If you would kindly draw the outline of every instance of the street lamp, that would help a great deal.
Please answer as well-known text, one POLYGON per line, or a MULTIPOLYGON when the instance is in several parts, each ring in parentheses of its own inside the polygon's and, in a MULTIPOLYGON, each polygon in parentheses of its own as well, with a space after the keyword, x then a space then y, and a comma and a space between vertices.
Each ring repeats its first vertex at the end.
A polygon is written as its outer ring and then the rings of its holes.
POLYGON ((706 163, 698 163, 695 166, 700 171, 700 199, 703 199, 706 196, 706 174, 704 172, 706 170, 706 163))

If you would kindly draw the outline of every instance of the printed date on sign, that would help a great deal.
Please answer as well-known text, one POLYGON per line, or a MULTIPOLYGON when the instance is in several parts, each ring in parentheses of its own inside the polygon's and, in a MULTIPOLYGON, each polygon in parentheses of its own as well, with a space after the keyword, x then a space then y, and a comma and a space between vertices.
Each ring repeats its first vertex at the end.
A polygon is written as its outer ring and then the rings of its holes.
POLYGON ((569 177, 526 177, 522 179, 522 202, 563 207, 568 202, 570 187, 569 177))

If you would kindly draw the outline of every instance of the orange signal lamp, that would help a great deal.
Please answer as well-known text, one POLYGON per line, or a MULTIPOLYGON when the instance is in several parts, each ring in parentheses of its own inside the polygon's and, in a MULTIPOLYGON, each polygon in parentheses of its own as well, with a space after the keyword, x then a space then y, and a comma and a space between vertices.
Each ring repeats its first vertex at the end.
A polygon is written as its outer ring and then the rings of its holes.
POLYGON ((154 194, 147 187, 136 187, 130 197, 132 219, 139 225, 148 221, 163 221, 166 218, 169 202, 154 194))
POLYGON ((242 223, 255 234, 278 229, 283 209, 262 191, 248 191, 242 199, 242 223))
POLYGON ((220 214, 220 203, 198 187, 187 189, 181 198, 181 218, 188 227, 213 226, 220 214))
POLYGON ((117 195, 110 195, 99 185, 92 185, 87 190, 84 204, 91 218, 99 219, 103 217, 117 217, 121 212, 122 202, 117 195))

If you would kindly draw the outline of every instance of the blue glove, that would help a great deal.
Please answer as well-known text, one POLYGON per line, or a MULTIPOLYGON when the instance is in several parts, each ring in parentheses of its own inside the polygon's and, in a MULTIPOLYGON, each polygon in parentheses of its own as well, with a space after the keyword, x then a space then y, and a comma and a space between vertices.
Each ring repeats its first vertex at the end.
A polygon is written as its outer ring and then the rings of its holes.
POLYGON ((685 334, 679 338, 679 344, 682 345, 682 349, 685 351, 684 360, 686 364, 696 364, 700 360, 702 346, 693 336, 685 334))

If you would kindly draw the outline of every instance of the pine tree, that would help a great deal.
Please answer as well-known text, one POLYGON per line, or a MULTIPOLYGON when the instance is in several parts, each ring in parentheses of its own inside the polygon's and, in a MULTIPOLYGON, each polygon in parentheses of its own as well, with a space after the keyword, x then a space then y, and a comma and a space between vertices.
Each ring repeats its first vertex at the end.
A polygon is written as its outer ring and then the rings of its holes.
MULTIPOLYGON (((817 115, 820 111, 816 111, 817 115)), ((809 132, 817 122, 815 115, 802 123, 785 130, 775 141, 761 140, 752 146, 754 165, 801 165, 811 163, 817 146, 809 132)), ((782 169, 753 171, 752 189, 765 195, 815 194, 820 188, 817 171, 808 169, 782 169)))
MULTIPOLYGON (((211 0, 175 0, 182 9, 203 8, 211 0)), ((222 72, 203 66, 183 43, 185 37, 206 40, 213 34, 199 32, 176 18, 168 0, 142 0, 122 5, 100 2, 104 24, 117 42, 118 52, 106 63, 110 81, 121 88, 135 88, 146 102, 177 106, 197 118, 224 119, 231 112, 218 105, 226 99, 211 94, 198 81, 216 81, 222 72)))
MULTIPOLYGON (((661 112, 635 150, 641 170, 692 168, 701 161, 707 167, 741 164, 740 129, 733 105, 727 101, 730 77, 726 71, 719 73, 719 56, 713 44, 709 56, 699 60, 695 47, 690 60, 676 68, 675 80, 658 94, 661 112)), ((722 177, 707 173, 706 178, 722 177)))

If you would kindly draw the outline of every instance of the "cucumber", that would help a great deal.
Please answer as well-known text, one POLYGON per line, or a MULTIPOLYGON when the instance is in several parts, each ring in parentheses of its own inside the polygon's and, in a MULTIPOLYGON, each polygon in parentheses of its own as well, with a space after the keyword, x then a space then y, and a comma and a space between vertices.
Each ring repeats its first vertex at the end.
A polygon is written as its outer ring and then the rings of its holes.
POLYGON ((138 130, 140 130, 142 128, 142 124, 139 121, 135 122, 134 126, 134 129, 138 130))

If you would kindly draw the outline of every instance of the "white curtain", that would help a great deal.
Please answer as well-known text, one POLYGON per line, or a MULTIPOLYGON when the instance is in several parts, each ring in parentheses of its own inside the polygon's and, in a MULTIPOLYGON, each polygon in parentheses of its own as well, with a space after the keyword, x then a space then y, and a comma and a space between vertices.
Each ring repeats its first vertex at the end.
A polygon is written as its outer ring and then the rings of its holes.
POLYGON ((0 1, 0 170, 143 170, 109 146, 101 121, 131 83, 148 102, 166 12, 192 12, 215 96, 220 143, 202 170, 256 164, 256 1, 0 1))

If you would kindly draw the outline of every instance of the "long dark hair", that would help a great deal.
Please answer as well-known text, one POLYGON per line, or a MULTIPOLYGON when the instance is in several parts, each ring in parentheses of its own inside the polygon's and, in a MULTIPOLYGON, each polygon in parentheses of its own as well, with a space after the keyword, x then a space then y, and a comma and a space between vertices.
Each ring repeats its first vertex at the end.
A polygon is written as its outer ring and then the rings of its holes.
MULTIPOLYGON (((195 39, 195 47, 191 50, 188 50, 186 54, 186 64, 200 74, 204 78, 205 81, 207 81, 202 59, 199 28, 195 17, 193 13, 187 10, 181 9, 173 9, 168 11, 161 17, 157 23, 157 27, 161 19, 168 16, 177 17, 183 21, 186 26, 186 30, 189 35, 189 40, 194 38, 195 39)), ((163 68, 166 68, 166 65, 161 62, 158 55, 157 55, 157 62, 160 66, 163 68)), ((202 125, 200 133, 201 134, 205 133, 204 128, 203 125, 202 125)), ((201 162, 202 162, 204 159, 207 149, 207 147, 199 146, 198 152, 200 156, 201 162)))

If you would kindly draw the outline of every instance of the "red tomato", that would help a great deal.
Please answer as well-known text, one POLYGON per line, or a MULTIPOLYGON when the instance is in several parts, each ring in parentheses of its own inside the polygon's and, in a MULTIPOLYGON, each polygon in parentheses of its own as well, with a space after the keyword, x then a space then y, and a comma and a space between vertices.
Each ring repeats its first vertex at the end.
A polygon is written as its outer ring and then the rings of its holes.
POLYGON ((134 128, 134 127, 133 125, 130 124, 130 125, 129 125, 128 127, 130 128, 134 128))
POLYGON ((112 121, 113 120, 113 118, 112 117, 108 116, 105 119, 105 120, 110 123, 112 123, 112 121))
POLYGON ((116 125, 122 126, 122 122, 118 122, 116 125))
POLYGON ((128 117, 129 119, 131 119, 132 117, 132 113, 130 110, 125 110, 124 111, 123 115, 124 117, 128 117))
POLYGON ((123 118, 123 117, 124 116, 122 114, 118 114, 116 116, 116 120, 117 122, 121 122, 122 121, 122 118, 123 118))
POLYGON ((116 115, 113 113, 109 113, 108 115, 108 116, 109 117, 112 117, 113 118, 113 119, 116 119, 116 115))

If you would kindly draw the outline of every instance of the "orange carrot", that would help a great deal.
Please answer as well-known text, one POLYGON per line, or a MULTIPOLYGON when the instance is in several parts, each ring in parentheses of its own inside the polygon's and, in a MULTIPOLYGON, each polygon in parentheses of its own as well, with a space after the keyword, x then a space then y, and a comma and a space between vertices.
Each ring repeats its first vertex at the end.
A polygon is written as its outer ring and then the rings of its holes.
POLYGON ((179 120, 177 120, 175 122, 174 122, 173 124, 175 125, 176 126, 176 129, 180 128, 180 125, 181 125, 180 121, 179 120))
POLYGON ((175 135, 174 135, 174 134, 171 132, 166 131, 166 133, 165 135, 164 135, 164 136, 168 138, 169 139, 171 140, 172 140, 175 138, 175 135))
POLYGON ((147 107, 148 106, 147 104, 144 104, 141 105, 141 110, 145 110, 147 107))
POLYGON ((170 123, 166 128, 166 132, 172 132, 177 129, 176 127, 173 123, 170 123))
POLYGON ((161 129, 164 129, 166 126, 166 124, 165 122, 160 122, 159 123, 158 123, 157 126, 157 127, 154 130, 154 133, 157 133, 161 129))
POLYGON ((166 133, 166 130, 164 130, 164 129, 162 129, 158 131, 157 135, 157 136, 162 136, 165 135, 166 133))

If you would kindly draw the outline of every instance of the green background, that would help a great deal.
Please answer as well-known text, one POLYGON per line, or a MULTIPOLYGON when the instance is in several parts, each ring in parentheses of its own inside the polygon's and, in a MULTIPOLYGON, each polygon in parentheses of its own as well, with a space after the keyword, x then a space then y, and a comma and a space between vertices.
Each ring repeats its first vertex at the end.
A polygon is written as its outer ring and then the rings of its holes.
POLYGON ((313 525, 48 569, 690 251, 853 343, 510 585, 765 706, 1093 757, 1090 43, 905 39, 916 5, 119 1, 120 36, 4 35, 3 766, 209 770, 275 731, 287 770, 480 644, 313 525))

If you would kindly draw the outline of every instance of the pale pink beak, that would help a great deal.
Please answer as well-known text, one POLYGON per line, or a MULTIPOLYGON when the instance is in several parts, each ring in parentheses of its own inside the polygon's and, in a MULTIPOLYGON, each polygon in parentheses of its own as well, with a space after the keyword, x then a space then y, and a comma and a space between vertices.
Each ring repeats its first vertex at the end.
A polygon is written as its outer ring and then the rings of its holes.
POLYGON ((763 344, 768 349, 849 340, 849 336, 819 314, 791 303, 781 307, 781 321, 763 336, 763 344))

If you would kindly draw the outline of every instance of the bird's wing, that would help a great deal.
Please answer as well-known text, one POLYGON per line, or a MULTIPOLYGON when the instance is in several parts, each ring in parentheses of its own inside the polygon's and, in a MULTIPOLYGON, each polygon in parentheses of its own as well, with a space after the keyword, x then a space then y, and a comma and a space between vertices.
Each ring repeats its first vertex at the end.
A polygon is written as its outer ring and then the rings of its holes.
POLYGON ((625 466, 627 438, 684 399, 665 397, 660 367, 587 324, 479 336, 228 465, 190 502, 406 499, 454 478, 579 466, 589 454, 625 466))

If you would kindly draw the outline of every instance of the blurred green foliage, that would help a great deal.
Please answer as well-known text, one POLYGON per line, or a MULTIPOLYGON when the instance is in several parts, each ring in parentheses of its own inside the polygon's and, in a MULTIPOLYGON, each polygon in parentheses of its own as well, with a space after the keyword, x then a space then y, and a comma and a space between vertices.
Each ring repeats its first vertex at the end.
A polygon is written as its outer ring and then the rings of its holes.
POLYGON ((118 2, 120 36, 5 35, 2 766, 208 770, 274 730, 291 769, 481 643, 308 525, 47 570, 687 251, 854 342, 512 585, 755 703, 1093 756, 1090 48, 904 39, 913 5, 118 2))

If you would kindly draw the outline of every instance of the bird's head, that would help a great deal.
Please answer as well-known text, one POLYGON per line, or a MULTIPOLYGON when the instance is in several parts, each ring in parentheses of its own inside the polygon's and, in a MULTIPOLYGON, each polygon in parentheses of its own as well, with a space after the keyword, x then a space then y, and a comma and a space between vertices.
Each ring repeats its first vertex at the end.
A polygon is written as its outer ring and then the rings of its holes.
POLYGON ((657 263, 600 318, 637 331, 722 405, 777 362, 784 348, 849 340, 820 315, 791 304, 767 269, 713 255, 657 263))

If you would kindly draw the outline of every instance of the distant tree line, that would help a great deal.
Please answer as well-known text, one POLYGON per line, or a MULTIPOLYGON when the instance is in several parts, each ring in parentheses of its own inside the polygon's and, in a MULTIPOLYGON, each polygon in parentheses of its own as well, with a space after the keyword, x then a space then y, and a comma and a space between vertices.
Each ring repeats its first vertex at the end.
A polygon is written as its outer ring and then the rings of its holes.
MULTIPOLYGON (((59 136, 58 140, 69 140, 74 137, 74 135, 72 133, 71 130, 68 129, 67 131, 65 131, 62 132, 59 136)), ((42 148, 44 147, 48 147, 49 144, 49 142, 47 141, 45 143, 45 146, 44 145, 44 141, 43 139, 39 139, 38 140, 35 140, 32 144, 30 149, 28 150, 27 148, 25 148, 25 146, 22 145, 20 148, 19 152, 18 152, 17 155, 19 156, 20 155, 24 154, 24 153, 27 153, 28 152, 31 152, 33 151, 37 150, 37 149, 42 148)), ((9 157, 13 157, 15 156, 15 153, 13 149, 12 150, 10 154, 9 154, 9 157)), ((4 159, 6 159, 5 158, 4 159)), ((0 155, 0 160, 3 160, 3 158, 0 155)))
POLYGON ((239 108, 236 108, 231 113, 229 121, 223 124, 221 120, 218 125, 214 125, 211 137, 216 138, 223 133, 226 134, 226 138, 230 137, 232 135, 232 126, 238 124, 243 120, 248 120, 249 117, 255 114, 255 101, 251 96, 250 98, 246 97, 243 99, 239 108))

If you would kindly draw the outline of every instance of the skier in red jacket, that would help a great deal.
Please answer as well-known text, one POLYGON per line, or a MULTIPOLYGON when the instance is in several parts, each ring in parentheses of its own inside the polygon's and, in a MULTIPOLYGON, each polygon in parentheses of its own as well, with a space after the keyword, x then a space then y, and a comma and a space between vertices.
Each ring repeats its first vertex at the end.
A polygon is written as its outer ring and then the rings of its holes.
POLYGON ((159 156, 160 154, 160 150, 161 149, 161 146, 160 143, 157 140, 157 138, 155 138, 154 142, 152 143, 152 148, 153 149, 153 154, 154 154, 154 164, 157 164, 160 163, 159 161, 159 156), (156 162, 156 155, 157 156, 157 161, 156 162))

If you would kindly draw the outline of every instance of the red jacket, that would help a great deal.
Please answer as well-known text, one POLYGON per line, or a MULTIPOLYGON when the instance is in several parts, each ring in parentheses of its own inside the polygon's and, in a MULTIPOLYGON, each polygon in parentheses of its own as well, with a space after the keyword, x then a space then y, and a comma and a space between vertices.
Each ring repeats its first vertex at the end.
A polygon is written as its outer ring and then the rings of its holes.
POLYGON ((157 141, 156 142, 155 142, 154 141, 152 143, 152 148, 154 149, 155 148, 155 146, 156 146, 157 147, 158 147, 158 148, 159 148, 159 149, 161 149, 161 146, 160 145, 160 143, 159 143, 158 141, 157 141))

··········

Can you copy the data again, beginning at the line that has "instance of the red" and stopping after the final line of the data, with the requests included and -13 added to every coordinate in the answers?

If you would kindly draw the outline of every instance of the red jacket, that would help a great deal.
Please answer as well-known text, one POLYGON per line, or a MULTIPOLYGON when the instance is in several parts, each ring in parentheses of its own inside the polygon's and, in a MULTIPOLYGON, each polygon in parentheses of its own as well, with a space after the keyword, x then a space then y, and a comma and a space between vertices.
Each ring repeats its first vertex at the end.
A polygon is written as its outer ring and then the rings of its holes.
POLYGON ((144 128, 143 129, 142 129, 141 128, 139 130, 139 135, 141 136, 142 135, 142 133, 143 133, 144 134, 145 134, 145 135, 146 135, 146 136, 148 136, 148 133, 147 132, 147 130, 146 130, 145 128, 144 128))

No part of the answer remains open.